**Directions:** Write out the records again, exactly, leaving none out.

**Provided entries:**

────────

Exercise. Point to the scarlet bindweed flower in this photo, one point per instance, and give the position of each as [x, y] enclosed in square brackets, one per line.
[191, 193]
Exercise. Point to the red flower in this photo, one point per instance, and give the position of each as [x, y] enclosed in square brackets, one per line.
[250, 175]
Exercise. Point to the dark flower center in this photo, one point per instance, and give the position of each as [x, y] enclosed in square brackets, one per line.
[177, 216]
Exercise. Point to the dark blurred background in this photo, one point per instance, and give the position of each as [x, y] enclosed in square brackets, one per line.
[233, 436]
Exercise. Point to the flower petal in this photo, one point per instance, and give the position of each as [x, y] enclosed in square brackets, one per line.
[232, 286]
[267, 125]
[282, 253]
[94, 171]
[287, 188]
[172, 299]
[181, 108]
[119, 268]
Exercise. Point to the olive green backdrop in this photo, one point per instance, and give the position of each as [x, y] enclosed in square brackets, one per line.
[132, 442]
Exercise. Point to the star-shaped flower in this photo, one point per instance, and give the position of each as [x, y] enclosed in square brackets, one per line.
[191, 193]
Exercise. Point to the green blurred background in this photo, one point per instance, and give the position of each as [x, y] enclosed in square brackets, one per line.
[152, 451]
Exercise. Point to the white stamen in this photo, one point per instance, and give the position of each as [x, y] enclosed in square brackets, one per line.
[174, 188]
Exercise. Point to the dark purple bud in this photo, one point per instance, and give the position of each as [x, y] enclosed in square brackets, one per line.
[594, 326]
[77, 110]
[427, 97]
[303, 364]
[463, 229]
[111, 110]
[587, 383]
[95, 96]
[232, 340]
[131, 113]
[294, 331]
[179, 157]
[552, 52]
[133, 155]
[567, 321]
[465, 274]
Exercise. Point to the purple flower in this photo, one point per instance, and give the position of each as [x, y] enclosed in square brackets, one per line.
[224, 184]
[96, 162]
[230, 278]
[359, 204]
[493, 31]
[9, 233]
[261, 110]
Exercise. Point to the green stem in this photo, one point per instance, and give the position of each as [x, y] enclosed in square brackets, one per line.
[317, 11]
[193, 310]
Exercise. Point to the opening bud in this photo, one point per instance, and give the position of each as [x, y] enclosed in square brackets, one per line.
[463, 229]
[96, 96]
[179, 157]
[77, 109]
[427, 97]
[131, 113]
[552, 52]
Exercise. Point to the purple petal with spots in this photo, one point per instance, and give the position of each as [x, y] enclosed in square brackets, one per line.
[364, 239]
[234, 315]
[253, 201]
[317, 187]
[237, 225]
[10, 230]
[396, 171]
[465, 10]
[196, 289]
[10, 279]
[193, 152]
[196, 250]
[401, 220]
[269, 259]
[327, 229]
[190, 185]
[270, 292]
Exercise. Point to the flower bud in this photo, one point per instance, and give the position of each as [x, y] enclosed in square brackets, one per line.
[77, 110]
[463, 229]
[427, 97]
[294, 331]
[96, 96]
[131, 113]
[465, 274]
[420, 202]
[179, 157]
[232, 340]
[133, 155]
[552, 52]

────────

**Response area:**
Exercise. Point to the scarlet bindweed flower in this photo, one point per instance, and give the position of each as [x, y] enclosed in square brackets, one per line.
[191, 193]
Exercise. Point to the red flower in this photo, one point per instance, and give the position of each as [x, y] enclosed in square brackets, one per line.
[250, 175]
Exercise. Point to the dark flower center in this photo, one point per instance, and give the position of each as [x, y] enclosed in square brackets, one per line.
[177, 216]
Exercise. Point to the dark blurred background in this photo, one point per instance, and give the position of each as [x, y] enclosed in square brackets, one per line.
[233, 436]
Exercise. Point to the flower petal in this photo, one point per instance, and give the position of each as [x, y] enclosed in square brackets, one per line.
[232, 286]
[267, 125]
[282, 253]
[94, 171]
[287, 188]
[172, 299]
[181, 108]
[119, 268]
Exercise. Point to the olive green backdrop in this photo, one point per instance, and give the position of each as [x, y] enclosed in square brackets, one per line.
[132, 442]
Exercise. Point to the star-shaped flower in this photo, one point per instance, and give the position of each as [x, y] enclosed in square brackets, one per line.
[191, 193]
Exercise. Point to the green blurred background in this photo, one point per instance, and give the position of each as [x, y] enclosed in square brackets, one per line.
[152, 451]
Exercise. Point to the white stamen in this photo, one point per instance, and give the position of each as [x, y] enclosed in square brackets, one per line.
[174, 188]
Exercise. Point to the dark purple bud in this photo, one point per instance, and give the position of each as [x, y] enclosed in square brackets, one per line.
[594, 326]
[77, 110]
[427, 97]
[303, 364]
[463, 229]
[111, 110]
[587, 383]
[95, 96]
[232, 340]
[131, 113]
[294, 331]
[179, 157]
[552, 52]
[133, 155]
[567, 321]
[465, 274]
Exercise. Point to the purple flower in this photo, one point per instance, and give the position of each as [x, y] enclosed in square brackets, one per line.
[224, 184]
[96, 162]
[230, 278]
[359, 204]
[493, 31]
[9, 233]
[261, 110]
Exercise. Point to the green stem in this photo, one point per instance, and give the position of each as [x, y] enclosed in square brackets, one per line.
[317, 11]
[193, 310]
Exercise. Point to the opening bud in this photo, one point per instance, and give the position of each as [x, y] enclosed in square brackets, one per line.
[463, 229]
[96, 96]
[179, 157]
[77, 109]
[427, 97]
[131, 113]
[552, 52]
Exercise. Point to the purple petal with spots in this photo, one point per instance, and give the position of each as [x, y] enclosed in square brackets, one per line.
[364, 239]
[234, 315]
[253, 201]
[317, 187]
[237, 225]
[10, 230]
[396, 171]
[465, 10]
[196, 289]
[10, 279]
[193, 152]
[196, 250]
[401, 220]
[269, 259]
[327, 229]
[190, 185]
[270, 292]
Exercise. Point to the flower bud in this photo, one point per instance, and give the position of each as [x, y] enclosed in square brackets, one per line.
[77, 110]
[463, 229]
[427, 97]
[294, 331]
[96, 96]
[131, 113]
[465, 274]
[420, 202]
[179, 157]
[232, 340]
[133, 155]
[552, 52]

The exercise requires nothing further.